Work to be completed
How many lines in the listing below contain the word "green", matching case exactly? Reply with only the number.

Named object pointing listing
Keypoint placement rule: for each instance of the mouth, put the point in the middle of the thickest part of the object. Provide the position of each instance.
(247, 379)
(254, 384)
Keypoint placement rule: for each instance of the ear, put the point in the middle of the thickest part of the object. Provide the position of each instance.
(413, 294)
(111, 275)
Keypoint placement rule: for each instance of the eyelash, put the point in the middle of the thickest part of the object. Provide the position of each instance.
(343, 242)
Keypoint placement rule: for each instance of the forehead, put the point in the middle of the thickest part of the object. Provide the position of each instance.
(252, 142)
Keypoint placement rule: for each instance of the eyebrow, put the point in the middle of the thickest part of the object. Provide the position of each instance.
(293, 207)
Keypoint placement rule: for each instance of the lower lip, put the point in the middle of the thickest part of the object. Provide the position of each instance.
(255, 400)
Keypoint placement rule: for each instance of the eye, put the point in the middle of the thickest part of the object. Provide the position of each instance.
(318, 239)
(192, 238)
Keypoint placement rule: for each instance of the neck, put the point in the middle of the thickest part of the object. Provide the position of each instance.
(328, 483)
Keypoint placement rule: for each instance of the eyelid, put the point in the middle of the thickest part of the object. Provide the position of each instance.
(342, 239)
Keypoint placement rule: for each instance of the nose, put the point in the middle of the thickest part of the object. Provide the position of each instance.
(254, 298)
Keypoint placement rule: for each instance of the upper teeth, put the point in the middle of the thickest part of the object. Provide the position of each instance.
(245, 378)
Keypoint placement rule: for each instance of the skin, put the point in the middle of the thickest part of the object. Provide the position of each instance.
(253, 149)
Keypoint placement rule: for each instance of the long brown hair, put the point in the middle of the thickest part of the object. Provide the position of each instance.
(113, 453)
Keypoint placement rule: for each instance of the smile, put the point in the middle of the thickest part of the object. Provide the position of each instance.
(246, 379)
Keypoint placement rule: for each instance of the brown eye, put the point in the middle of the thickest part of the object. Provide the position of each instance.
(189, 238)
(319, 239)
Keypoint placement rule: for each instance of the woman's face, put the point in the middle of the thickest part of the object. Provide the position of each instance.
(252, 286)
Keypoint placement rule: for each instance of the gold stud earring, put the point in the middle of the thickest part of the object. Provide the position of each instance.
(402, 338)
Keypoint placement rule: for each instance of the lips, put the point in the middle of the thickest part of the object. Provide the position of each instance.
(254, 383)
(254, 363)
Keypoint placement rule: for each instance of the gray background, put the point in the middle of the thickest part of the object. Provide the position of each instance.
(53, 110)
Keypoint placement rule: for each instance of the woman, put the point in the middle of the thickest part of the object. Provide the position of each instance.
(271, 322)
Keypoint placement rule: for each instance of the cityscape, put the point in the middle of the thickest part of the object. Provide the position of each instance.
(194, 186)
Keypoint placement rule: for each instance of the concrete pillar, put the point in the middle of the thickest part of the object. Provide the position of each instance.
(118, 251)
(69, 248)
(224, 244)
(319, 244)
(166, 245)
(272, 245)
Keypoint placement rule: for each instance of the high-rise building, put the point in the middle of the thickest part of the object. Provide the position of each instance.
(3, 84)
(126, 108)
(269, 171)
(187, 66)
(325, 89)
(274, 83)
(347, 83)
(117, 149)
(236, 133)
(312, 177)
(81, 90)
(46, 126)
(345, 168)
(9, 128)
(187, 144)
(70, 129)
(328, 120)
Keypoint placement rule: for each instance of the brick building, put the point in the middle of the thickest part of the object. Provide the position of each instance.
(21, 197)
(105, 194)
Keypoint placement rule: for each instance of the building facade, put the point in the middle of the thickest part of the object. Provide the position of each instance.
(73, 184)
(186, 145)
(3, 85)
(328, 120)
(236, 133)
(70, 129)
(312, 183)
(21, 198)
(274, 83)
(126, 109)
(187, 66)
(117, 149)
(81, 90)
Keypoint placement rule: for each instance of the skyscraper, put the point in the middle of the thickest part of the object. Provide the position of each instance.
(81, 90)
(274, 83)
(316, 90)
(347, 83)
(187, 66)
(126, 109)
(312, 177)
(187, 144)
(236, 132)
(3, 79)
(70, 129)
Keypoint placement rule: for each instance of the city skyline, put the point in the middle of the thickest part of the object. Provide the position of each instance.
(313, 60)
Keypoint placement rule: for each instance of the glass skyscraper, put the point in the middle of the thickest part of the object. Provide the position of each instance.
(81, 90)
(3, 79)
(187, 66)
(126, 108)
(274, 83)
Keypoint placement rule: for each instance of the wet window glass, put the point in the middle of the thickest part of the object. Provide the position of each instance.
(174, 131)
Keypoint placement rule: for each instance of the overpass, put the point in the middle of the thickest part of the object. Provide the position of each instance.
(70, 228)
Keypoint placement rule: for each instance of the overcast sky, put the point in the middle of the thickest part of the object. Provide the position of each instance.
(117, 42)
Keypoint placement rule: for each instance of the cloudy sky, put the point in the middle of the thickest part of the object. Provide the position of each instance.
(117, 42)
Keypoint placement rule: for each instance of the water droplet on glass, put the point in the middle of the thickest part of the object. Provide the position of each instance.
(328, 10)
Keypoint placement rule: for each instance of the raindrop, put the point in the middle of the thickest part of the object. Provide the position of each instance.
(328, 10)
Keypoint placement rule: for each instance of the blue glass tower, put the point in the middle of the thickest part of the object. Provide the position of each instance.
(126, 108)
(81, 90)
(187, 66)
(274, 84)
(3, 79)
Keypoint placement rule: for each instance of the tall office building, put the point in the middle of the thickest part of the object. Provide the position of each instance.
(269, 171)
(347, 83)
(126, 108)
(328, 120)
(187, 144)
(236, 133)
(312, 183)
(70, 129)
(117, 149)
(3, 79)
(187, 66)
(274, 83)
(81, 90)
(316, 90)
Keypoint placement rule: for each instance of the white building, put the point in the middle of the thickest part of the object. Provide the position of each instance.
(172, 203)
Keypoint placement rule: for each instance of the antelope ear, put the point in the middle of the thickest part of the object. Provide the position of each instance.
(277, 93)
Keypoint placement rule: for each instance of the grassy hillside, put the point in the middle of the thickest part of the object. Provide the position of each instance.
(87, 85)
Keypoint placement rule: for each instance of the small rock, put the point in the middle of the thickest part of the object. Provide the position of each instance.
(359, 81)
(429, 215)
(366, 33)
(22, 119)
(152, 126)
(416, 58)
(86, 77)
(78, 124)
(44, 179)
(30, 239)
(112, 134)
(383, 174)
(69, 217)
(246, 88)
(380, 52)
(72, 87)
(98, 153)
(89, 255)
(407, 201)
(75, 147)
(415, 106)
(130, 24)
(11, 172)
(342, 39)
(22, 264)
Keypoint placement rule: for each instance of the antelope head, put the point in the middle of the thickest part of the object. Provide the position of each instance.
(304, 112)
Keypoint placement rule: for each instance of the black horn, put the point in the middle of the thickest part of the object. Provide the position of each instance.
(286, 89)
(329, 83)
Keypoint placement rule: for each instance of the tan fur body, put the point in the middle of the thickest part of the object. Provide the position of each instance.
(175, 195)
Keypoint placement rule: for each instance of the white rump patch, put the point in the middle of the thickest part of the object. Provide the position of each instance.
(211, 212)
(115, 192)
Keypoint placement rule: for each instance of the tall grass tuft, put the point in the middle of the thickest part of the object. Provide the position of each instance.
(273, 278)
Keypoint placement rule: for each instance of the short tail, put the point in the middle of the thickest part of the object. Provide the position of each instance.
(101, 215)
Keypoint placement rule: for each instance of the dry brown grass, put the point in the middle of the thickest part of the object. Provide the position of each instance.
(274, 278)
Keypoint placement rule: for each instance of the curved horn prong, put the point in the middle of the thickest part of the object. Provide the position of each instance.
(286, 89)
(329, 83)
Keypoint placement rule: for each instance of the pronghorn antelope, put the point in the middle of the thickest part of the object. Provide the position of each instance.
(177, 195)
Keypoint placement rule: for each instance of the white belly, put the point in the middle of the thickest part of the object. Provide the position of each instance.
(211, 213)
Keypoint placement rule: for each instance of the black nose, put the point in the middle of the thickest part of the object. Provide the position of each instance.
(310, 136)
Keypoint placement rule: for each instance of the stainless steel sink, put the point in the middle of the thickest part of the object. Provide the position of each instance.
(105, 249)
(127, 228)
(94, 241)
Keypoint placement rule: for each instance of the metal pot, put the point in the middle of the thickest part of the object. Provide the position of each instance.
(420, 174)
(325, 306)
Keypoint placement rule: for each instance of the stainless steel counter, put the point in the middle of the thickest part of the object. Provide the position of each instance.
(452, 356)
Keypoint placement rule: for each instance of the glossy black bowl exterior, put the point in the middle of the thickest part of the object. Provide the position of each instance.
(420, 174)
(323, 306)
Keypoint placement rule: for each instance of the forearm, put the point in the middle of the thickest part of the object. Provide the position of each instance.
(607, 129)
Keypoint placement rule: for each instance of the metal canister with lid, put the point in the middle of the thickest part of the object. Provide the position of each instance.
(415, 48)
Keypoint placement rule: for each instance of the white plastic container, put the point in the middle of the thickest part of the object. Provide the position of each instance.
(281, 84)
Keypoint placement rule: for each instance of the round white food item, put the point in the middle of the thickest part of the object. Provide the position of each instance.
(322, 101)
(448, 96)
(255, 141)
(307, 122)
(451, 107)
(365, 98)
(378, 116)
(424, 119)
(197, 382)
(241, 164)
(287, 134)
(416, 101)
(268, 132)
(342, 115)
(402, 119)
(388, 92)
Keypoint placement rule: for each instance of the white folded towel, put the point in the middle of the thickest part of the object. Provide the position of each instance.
--
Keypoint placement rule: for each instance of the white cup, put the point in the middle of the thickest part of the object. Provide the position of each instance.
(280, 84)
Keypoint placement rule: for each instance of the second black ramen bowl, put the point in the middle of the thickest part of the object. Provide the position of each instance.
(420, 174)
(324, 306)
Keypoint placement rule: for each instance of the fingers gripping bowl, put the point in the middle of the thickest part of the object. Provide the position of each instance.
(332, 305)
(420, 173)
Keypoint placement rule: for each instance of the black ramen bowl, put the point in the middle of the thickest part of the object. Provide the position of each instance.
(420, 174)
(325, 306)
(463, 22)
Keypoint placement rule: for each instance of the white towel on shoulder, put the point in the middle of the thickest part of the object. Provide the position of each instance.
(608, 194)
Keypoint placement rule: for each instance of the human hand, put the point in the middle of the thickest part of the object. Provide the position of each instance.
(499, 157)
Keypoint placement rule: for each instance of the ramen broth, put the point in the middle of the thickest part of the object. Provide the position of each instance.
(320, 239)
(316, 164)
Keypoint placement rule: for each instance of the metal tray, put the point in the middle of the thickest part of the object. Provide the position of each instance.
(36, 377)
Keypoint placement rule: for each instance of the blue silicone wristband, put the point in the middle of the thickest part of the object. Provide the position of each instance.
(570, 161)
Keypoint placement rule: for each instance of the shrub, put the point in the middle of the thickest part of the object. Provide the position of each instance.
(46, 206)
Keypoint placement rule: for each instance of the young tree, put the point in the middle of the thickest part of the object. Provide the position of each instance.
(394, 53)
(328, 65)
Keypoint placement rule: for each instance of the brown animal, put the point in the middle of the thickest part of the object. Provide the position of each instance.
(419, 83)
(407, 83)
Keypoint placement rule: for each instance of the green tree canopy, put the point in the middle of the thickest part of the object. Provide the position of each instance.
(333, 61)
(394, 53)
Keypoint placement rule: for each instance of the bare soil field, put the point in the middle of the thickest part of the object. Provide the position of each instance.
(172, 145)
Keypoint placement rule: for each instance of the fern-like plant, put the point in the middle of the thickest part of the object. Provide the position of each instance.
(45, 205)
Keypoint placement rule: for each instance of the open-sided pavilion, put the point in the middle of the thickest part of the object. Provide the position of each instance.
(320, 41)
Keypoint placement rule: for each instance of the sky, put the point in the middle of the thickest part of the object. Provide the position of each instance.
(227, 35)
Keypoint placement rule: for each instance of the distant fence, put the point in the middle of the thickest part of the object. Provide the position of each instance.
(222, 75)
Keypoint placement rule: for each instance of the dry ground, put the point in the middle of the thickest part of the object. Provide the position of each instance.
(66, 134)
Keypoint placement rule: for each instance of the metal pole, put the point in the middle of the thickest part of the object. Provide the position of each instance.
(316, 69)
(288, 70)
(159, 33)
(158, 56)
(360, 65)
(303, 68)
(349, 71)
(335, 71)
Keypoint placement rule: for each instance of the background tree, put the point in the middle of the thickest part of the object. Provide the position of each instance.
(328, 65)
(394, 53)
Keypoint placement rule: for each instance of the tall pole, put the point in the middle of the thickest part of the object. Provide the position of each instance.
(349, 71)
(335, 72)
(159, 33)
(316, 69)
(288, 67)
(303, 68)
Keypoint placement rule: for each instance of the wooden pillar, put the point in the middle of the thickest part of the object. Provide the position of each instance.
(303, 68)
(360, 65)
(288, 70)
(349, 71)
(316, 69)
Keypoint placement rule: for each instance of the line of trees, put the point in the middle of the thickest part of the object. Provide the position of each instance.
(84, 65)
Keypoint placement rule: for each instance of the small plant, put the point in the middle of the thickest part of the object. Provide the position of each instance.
==
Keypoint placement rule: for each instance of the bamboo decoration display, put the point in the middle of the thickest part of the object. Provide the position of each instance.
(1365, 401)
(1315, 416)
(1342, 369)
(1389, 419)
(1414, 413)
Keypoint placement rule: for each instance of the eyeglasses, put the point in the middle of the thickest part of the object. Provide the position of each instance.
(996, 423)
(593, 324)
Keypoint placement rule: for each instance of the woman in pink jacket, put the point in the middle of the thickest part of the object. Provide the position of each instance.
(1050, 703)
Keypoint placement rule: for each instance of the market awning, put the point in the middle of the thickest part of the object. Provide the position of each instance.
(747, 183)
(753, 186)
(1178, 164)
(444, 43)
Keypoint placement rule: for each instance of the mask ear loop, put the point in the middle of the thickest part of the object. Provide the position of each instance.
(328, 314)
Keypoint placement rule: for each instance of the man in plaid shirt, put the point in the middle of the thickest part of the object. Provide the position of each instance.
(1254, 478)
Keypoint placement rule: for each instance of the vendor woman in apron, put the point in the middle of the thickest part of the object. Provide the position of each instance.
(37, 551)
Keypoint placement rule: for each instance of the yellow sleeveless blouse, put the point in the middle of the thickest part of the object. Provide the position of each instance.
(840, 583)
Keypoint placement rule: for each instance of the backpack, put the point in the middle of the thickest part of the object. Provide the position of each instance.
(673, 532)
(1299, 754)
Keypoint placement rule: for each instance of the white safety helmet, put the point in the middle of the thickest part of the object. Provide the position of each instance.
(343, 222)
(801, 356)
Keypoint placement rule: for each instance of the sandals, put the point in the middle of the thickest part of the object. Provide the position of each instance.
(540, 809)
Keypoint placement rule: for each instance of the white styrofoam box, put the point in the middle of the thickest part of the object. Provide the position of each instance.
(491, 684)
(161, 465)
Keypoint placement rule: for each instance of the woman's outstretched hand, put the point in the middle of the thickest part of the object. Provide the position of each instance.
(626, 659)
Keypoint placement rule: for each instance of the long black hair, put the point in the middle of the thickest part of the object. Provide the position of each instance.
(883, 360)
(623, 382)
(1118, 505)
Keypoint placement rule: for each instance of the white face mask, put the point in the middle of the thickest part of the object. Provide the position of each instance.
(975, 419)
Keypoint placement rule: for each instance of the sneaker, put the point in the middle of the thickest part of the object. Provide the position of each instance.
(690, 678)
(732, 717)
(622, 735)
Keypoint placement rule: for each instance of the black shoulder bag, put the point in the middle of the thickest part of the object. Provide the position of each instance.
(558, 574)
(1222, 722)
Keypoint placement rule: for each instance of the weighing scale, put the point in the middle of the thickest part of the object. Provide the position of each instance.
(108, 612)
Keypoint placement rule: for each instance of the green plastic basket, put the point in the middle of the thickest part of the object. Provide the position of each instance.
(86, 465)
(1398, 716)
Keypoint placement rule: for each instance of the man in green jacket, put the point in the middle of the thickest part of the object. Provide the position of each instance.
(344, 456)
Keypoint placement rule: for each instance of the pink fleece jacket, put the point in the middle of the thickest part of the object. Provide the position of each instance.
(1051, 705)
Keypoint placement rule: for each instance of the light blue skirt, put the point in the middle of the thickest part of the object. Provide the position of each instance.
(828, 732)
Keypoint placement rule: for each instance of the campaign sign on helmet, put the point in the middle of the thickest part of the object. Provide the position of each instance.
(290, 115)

Result
3